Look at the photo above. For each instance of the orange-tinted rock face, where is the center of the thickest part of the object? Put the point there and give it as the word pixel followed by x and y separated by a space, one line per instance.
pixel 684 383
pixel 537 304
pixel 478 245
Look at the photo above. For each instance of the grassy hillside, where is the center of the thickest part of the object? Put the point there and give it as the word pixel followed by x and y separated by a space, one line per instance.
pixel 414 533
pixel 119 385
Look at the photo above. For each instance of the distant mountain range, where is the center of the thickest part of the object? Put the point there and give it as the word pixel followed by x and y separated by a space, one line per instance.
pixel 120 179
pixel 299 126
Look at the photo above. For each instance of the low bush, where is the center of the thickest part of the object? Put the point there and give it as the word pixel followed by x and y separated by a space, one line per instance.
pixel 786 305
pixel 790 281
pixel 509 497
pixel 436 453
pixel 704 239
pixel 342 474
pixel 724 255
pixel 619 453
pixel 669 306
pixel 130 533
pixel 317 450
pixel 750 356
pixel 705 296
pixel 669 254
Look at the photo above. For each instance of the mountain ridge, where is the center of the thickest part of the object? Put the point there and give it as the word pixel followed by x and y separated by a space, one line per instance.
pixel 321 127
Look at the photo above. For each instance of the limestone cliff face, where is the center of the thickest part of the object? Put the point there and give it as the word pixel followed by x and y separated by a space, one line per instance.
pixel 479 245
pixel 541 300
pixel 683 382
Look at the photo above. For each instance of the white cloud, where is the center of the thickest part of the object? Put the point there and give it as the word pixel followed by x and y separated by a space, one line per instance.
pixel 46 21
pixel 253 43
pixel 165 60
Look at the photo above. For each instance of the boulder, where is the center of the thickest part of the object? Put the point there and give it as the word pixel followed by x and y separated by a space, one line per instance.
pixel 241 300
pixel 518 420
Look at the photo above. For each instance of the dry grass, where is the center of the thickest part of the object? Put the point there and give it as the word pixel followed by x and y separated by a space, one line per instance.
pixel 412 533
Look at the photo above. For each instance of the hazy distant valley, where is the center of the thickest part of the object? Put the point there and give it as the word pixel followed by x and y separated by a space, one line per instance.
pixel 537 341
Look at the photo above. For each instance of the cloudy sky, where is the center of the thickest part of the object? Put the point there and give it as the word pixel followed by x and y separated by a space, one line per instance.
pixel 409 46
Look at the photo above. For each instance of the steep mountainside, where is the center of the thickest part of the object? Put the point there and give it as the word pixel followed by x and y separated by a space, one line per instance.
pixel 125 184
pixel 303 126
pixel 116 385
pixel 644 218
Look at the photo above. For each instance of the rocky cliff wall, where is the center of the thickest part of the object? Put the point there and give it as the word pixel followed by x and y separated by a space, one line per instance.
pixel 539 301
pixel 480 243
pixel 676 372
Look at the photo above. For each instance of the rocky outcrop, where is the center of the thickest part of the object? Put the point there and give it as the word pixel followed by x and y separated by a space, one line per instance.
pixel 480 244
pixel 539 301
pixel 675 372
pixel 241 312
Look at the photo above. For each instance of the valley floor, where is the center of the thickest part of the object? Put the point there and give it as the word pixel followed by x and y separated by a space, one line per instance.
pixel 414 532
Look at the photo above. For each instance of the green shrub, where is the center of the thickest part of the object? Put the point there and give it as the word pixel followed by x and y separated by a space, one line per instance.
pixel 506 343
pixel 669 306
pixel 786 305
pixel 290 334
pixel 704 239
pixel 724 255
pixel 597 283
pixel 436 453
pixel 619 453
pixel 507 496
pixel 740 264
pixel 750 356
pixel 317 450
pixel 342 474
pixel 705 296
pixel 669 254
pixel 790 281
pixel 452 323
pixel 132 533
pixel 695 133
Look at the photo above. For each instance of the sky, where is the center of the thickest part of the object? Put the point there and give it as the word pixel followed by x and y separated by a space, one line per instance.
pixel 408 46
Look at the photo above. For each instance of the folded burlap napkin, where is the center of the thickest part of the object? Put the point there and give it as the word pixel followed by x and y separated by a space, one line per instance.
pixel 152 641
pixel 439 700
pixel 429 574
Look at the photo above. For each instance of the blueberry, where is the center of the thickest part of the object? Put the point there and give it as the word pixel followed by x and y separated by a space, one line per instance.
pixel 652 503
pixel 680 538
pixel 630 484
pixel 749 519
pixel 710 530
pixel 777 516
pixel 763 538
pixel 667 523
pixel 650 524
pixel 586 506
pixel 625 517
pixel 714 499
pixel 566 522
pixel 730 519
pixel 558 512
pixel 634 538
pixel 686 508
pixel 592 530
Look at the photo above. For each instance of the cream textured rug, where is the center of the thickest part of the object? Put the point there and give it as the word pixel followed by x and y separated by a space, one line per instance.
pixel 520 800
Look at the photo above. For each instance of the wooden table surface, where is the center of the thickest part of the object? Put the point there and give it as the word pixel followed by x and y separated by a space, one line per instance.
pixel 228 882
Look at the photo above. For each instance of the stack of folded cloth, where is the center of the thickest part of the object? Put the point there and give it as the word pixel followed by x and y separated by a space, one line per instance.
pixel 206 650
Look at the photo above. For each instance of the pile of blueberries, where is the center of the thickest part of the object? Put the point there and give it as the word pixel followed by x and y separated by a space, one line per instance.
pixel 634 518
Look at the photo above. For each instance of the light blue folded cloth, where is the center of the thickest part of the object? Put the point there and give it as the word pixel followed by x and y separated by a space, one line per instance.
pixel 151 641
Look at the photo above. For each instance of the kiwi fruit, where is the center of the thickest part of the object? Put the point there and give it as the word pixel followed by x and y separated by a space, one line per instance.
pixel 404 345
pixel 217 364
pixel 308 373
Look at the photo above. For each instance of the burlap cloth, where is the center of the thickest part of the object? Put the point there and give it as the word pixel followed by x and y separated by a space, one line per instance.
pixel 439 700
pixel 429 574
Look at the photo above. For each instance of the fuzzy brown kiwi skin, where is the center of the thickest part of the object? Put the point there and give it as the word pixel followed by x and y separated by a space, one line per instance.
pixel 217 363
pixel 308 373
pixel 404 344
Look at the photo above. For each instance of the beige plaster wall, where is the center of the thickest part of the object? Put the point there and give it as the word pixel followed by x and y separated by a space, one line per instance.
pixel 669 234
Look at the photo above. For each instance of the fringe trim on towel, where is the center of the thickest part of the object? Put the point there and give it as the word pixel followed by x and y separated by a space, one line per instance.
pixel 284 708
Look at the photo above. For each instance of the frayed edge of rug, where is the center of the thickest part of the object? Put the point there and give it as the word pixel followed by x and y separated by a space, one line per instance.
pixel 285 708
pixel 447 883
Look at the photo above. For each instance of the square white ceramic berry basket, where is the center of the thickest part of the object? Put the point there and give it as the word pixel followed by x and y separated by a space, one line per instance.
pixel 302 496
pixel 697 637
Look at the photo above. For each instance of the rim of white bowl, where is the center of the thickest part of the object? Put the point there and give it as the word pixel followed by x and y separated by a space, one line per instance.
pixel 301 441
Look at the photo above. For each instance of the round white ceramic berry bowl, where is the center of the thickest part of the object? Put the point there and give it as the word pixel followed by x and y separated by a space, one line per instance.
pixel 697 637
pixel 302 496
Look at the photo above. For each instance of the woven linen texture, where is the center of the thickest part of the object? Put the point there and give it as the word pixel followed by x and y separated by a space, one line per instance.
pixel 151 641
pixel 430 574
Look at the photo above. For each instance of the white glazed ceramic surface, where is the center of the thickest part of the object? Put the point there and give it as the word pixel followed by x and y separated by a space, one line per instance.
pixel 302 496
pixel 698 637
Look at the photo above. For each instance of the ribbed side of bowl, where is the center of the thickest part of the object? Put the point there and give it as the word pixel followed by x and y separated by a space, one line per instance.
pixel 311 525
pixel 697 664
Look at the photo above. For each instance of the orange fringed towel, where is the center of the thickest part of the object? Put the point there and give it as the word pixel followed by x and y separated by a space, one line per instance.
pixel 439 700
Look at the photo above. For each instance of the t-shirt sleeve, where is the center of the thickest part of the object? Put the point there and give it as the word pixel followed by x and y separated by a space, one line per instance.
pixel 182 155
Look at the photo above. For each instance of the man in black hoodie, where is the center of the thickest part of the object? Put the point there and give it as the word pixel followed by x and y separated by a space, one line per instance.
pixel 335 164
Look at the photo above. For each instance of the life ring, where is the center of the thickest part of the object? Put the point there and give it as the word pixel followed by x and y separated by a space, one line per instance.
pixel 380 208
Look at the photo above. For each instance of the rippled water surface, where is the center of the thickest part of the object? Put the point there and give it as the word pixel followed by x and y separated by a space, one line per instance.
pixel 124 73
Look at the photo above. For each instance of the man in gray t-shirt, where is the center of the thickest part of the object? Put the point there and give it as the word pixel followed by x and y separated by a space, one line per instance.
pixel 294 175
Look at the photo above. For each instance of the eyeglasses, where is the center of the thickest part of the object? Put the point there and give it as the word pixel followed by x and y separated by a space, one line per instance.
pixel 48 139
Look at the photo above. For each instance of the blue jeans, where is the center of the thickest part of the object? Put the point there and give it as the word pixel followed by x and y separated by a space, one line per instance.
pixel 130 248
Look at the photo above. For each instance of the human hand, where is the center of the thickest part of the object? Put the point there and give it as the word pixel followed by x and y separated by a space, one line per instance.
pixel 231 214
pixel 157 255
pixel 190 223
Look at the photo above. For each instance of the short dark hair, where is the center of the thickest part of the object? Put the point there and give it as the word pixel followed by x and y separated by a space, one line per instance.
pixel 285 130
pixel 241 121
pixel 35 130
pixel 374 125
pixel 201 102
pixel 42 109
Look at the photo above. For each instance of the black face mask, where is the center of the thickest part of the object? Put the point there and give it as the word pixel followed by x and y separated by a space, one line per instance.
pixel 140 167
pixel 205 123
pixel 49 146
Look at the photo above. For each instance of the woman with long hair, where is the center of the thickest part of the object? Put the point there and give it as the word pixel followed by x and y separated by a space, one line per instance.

» **TASK REQUIREMENTS**
Could you reproduce the lines above, from the one that holds "the eyeglasses, where" through the last, exactly as they stand?

» **REPLY TO THE TASK**
Look at the photo above. For each instance of the eyeglasses, where is the center of the thickest part of the object? Put the point there and give it as the word pixel followed by x and y separated by a space, one line per instance.
pixel 48 139
Look at the photo above. For each instance of the blue jeans, where is the center of the thickest part of the object? Put the point there and give it as the word pixel followed by x and y separated by a space, one line per instance.
pixel 130 248
Look at the photo above. For each instance of the human hand, where is the center of the thickest part of the object? Put the point there and give it as the word pixel followed by x and y separated by a space, one line per instance.
pixel 231 214
pixel 157 255
pixel 190 223
Look at the photo above. For each instance of the short dark hair, where is the center of the thickest part of the object? Put the point there and give it as the word pixel followed by x and y separated by a space, one line per instance.
pixel 285 130
pixel 241 121
pixel 35 130
pixel 374 125
pixel 201 102
pixel 42 109
Look at the photo above. For each instance of the black face mask, where is the center of the thickest part of the object? Put the point there and give it as the word pixel followed by x and y separated by a space, one line per instance.
pixel 140 167
pixel 205 123
pixel 49 146
Look at the photo above. For each instance of the woman with long hair, where is the center of the thickest part of the object? Put the point there and give it as the word pixel followed by x and y separated by a space, one line per instance.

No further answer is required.